## EXERCISE DETAILS
Extract every record, exactly as written, and ignore the pictures.
*** Opening of DATA IN THIS EXERCISE ***
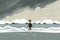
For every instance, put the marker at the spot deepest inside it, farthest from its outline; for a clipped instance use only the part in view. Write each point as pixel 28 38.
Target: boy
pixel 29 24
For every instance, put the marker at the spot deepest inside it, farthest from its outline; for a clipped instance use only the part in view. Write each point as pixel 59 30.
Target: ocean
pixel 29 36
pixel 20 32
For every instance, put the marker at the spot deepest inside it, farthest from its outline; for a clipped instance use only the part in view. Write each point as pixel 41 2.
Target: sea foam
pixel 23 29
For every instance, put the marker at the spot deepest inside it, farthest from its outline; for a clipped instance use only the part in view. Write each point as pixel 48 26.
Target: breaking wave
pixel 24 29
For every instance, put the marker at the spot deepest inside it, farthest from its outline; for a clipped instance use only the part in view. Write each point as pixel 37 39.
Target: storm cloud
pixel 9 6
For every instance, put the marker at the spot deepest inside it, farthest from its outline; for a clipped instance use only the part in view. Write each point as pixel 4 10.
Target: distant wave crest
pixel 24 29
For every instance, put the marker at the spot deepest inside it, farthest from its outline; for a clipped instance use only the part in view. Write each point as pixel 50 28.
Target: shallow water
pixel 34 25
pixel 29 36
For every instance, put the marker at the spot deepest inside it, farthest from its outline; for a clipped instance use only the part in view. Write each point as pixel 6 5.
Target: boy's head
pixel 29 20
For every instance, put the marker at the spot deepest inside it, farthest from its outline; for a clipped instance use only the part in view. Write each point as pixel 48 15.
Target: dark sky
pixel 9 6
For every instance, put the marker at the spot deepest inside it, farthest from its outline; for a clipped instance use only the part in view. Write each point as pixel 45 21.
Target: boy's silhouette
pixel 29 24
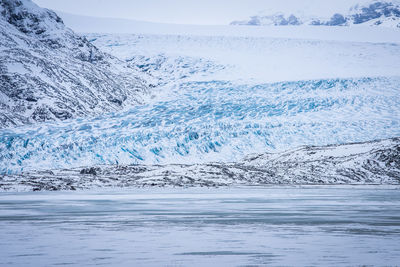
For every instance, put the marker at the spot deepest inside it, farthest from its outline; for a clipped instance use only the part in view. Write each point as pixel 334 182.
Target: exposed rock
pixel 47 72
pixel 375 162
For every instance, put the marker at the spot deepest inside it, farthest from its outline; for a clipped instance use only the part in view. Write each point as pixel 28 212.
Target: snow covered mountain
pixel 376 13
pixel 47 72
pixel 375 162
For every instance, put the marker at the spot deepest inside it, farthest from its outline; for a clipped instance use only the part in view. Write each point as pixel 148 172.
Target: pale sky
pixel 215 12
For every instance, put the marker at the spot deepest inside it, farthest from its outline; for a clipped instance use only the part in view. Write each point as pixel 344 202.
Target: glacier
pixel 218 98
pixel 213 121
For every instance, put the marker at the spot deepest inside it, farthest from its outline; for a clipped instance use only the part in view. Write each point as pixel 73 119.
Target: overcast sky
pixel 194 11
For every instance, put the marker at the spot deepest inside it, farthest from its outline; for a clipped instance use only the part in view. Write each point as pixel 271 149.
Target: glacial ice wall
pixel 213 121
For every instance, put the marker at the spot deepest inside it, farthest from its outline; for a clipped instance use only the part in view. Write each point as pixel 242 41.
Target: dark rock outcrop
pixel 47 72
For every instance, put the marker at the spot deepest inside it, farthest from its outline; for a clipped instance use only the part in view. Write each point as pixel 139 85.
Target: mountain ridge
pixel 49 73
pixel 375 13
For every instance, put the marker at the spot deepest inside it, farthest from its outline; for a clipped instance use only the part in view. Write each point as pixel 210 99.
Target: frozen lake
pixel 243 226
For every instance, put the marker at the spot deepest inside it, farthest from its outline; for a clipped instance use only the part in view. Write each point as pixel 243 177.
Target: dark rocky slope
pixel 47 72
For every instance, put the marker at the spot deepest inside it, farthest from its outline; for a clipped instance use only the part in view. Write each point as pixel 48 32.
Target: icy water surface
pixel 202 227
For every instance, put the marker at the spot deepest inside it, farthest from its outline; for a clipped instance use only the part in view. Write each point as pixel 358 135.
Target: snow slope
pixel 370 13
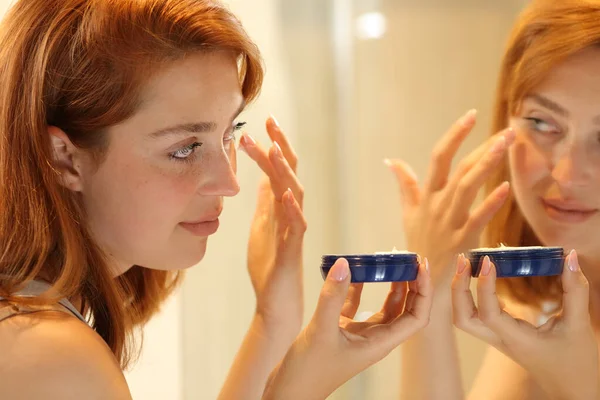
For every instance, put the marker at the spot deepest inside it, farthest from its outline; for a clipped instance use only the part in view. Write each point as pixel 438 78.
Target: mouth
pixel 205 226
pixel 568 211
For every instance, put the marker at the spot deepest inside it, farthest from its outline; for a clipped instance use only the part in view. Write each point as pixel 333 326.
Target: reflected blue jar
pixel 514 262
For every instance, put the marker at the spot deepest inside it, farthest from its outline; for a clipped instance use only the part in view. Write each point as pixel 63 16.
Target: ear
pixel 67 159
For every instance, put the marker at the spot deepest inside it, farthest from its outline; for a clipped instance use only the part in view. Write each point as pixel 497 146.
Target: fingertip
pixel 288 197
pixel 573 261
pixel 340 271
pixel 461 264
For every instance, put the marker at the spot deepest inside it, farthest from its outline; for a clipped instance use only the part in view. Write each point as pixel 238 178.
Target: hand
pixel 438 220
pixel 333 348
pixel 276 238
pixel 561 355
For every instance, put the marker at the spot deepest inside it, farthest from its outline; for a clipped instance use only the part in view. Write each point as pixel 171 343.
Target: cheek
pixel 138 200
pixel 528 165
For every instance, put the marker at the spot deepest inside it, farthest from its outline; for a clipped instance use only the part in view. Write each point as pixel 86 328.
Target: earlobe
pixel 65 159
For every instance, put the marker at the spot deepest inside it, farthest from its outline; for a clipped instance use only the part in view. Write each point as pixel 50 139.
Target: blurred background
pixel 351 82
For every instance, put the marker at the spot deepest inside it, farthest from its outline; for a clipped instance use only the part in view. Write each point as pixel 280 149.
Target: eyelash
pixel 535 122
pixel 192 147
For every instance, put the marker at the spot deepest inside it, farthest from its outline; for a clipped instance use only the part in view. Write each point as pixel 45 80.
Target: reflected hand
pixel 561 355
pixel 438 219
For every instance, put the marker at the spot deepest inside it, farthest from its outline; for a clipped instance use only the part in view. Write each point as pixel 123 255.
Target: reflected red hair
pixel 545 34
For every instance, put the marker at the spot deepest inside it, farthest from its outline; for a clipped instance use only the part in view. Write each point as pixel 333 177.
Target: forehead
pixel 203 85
*** Close of DATA IN THIS EXERCISE ***
## RESULT
For every instance, put the marker at the spot deepest inside it, farthest from its outline; for a clipped instance use only the part in view. Write each point as pixel 28 38.
Target: boy
pixel 29 24
For every instance, put the marker at the spot deepest inside it, farthest from its outline; for a clipped instance use only the part in view. Write each point as pixel 59 30.
Target: ocean
pixel 29 36
pixel 20 32
For every instance, put the marker at the spot deepest inside it, farthest from its outline; for a clipped instance use only the part in view. Write each point as pixel 41 2.
Target: sea foam
pixel 23 29
For every instance, put the marker at the spot deepest inside it, farthest from its outline; for a clipped instance use only the part in view. Write each point as pixel 48 26.
Target: breaking wave
pixel 24 29
For every instance, put the marker at the spot deepest inside it, farthest from its outline; for a clipped instance use only the part in view. Write each point as pixel 37 39.
Target: storm cloud
pixel 9 6
For every instance, put the marker at the spot deepest inside it, farthest from its outline; for a clipped instance use only the part in view. Write each point as pixel 4 10.
Target: distant wave crest
pixel 24 29
For every instance, put the marker at the spot deepest inside it, farthest from its outline; for a clipped instance use only the part in view. Write each point as pixel 50 28.
Target: shallow water
pixel 34 25
pixel 29 36
For every instance, put the marker at the spot deepest inside it, farthest from its outline; for a clipped instance use only the part in view. Write each point as pixel 6 5.
Target: boy's head
pixel 29 20
For every instance, put the marker at the spot deepest inside it, farthest from its outline; for a clipped instance use only the part in view. Write each point as pixel 48 15.
Target: dark sky
pixel 9 6
For every instance, put the marker at the spot deepest inside it, farthest from its outline; for a clipped instance use only the part in view. Write each point as pixel 45 21.
Target: boy's silhouette
pixel 29 24
For every instance, put the marker at the spot deepest inside it, farthest from its outline; for a clipped instance use only the part in view. Write each point as pixel 334 182.
Target: exposed rock
pixel 47 72
pixel 375 162
For every instance, put the marker at the spot deepest inside it, farthest from its outline; for a clipped instance use only the part in view. Write each point as pixel 28 212.
Target: snow covered mountain
pixel 376 13
pixel 47 72
pixel 375 162
For every instance, put the marker at the spot deepest inside it, farthest from its outline; for a clipped instance use only the part in view. Write each point as pixel 148 172.
Target: pale sky
pixel 215 12
For every instance, put the marker at the spot deepest inside it, farthest from its outline; for a clipped instance use only the part in view. Write each point as pixel 344 202.
Target: glacier
pixel 218 98
pixel 213 121
For every instance, put the marker at the spot deepest inside it, farthest from its outline; for a clipped instance use only the part in view. Write each point as pixel 73 119.
Target: overcast sky
pixel 194 11
For every instance, put the marker at the spot deepest inside it, farthest from its outline; for a clipped instance use only the part in view. Write each point as pixel 271 149.
Target: glacial ice wall
pixel 213 121
For every instance, put the marker at the spot deepest inside it, farthest from its outline; for a clipped instance use only the part in view. Write each point as pixel 242 41.
Target: dark rock outcrop
pixel 47 72
For every instance, put the marker at the spot deepest inside it, farthest from its outline; for a clipped instance use only the part in view. Write each point as pixel 139 85.
Target: mountain ridge
pixel 49 73
pixel 375 13
For every instance, put the marker at the spot deepest inside it, farthest from its outline; for a clipped instance use only the part in view. Write each point as pixel 210 99.
Target: frozen lake
pixel 243 226
For every instance, put the marker at the spot deepest inside it, farthest from its outline; for a clipped instance use only the part in view. Write each point as pixel 243 177.
Target: dark rocky slope
pixel 47 72
For every instance, put the marker at the spot deepest inside it, farthest from its outline; for a clipped instance use only the part in view. Write each point as pixel 48 32.
Target: icy water surface
pixel 202 227
For every instance, put the marker at the spot deepest inside it, farthest from its outline; for a clipped instance use only the part in view. Write each point as pixel 358 135.
Target: snow slope
pixel 370 13
For every instance, put the marker at the spot deepest inside it, farthest from its outline; for a clipped instance use only the part in view. Write each point as pixel 438 78.
Target: mouth
pixel 205 226
pixel 568 211
For every instance, put the marker at the spot deepest inside it, farthest from its outline; for a clipped instance use only the part in view. Write each point as pixel 333 326.
Target: reflected blue jar
pixel 514 262
For every instance, put the marker at the spot deepest inside it, farthest from its outline; for a clipped instance use only the part in view. Write each point as pixel 63 16.
Target: ear
pixel 67 159
For every instance, put the marker at the spot deepest inside it, farthest from its outline; for a clipped instance use only the part in view. Write each point as pixel 497 146.
Target: fingertip
pixel 288 197
pixel 573 261
pixel 340 271
pixel 461 264
For every instance, put the marker at the spot deepest inside it, farthest from its outline; for a clipped instance use only the part in view. Write each point as pixel 238 178.
Target: hand
pixel 438 220
pixel 333 348
pixel 276 238
pixel 561 355
For every instance, put the marker at the spot deepest inside it, farthest from its outline; for a clipped instance use only the part in view. Write each point as pixel 171 343.
Target: cheek
pixel 138 200
pixel 528 165
For every instance, put the marker at the spot deepest inside it, farthest from its outline; for a clipped instance use only the part in view. Write each point as pixel 86 328.
Target: earlobe
pixel 65 159
For every instance, put the marker at the spot deepest inside it, farthest from its outline; for a clipped instance use only the part in view. Write each point as pixel 50 139.
Target: blurred background
pixel 351 82
For every instance, put the marker at the spot deepest inside it, farthest from its outline; for a clipped instance use only the part in view. Write each point as pixel 280 149.
Target: eyelash
pixel 535 122
pixel 192 147
For every instance, put the marker at the spot deepest inside it, farthest from its outline; for a clipped instance use only the part in view. Write each point as pixel 45 80.
Target: reflected hand
pixel 561 355
pixel 438 219
For every instance, put the marker at the spot deepest inside it, farthest from its outline; for a clipped instance use only the part in view. Write each point as pixel 123 255.
Target: reflected red hair
pixel 545 34
For every instance, put the marker at the spot deepest inside it, farthest from its outline; for a clipped instance use only the part in view. Write each point as pixel 333 177.
Target: forehead
pixel 203 85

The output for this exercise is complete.